» **What you need to do**:
Your output is the line containing "x=180, y=25" plus all lines after it to the end of the records, reproduced exactly, with nothing else.

» **Data for this exercise**:

====

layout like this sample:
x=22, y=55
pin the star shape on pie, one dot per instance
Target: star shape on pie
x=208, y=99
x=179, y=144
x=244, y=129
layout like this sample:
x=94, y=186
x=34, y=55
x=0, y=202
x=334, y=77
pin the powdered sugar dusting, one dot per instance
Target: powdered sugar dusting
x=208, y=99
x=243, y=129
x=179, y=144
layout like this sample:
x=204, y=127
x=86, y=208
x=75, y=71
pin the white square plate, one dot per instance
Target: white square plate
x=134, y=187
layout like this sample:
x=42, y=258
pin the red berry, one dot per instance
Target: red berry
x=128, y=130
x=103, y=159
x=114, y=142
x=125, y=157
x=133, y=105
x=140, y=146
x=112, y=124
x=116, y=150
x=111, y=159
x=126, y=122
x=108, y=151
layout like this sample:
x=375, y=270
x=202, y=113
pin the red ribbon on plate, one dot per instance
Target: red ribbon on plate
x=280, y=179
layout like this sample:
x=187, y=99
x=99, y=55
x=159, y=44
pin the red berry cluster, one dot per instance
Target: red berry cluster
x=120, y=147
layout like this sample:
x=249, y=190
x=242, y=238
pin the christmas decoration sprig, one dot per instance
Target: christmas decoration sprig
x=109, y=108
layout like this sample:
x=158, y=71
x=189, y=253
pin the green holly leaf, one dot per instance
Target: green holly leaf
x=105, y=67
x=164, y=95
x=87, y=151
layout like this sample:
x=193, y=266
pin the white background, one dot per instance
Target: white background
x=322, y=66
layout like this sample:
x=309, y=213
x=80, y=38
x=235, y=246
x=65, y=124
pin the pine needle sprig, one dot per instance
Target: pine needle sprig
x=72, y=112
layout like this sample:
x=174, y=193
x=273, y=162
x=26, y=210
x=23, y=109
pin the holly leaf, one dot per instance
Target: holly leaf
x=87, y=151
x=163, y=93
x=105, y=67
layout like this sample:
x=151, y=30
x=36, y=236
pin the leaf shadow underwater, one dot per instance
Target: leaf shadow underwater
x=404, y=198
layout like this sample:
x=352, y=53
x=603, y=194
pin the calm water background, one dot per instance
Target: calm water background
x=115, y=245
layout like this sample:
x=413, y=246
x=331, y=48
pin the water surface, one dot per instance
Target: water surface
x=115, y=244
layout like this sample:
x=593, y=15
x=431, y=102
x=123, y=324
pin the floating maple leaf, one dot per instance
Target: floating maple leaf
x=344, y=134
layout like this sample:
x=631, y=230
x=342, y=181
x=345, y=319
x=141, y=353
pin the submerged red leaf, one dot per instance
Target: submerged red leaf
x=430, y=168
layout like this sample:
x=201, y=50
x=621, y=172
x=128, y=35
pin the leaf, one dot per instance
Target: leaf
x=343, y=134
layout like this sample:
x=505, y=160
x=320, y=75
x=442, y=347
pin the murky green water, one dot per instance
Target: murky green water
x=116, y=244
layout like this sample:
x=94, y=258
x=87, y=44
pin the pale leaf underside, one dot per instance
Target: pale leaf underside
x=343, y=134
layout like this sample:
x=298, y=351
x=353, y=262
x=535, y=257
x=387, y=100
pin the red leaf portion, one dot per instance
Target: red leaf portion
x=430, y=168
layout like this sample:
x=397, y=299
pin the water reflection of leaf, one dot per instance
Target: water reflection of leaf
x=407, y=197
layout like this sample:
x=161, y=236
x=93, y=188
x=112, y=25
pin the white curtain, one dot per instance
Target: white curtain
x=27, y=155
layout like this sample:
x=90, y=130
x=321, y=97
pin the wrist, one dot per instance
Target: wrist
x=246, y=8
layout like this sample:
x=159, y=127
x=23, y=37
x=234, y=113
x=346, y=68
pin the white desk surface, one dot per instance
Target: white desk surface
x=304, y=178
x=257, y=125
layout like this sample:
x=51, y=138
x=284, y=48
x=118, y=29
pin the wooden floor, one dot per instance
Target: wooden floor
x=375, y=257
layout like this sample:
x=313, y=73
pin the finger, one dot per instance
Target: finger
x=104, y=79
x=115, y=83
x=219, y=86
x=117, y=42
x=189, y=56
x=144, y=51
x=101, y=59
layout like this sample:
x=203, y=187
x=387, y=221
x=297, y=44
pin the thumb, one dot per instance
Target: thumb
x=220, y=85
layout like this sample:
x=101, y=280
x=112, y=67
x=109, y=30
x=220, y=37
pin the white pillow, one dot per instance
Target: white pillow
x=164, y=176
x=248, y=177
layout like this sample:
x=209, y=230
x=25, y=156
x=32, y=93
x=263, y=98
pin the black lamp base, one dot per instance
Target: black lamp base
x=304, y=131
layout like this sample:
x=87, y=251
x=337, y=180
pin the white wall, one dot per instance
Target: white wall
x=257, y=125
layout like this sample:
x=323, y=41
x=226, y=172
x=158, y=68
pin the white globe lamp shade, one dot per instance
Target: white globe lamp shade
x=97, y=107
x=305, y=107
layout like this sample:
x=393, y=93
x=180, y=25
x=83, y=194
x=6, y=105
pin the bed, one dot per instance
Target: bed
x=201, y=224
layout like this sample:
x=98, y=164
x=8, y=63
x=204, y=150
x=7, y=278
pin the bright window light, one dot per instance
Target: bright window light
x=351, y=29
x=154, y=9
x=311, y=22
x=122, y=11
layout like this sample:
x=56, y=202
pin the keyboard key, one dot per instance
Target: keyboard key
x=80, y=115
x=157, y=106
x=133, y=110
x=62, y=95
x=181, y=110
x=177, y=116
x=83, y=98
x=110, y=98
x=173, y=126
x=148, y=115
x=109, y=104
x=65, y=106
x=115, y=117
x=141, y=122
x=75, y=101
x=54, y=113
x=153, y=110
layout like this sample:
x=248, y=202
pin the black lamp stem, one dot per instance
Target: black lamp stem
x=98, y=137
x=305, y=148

====

» **Solved problem**:
x=180, y=25
x=83, y=194
x=6, y=105
pin the bed, one dot per instance
Target: bed
x=201, y=224
layout like this sample:
x=98, y=164
x=8, y=63
x=204, y=150
x=7, y=278
pin the bright window light, one dot per instance
Target: bright window light
x=351, y=29
x=154, y=9
x=311, y=22
x=122, y=11
layout like this sample:
x=56, y=202
pin the keyboard key, one dot per instance
Target: keyboard key
x=80, y=115
x=157, y=106
x=133, y=110
x=62, y=95
x=181, y=110
x=177, y=116
x=83, y=98
x=110, y=98
x=173, y=126
x=148, y=115
x=109, y=104
x=65, y=106
x=115, y=117
x=141, y=122
x=75, y=101
x=54, y=113
x=153, y=110
layout like this sample:
x=248, y=202
pin the black lamp stem, one dot per instance
Target: black lamp stem
x=98, y=137
x=305, y=148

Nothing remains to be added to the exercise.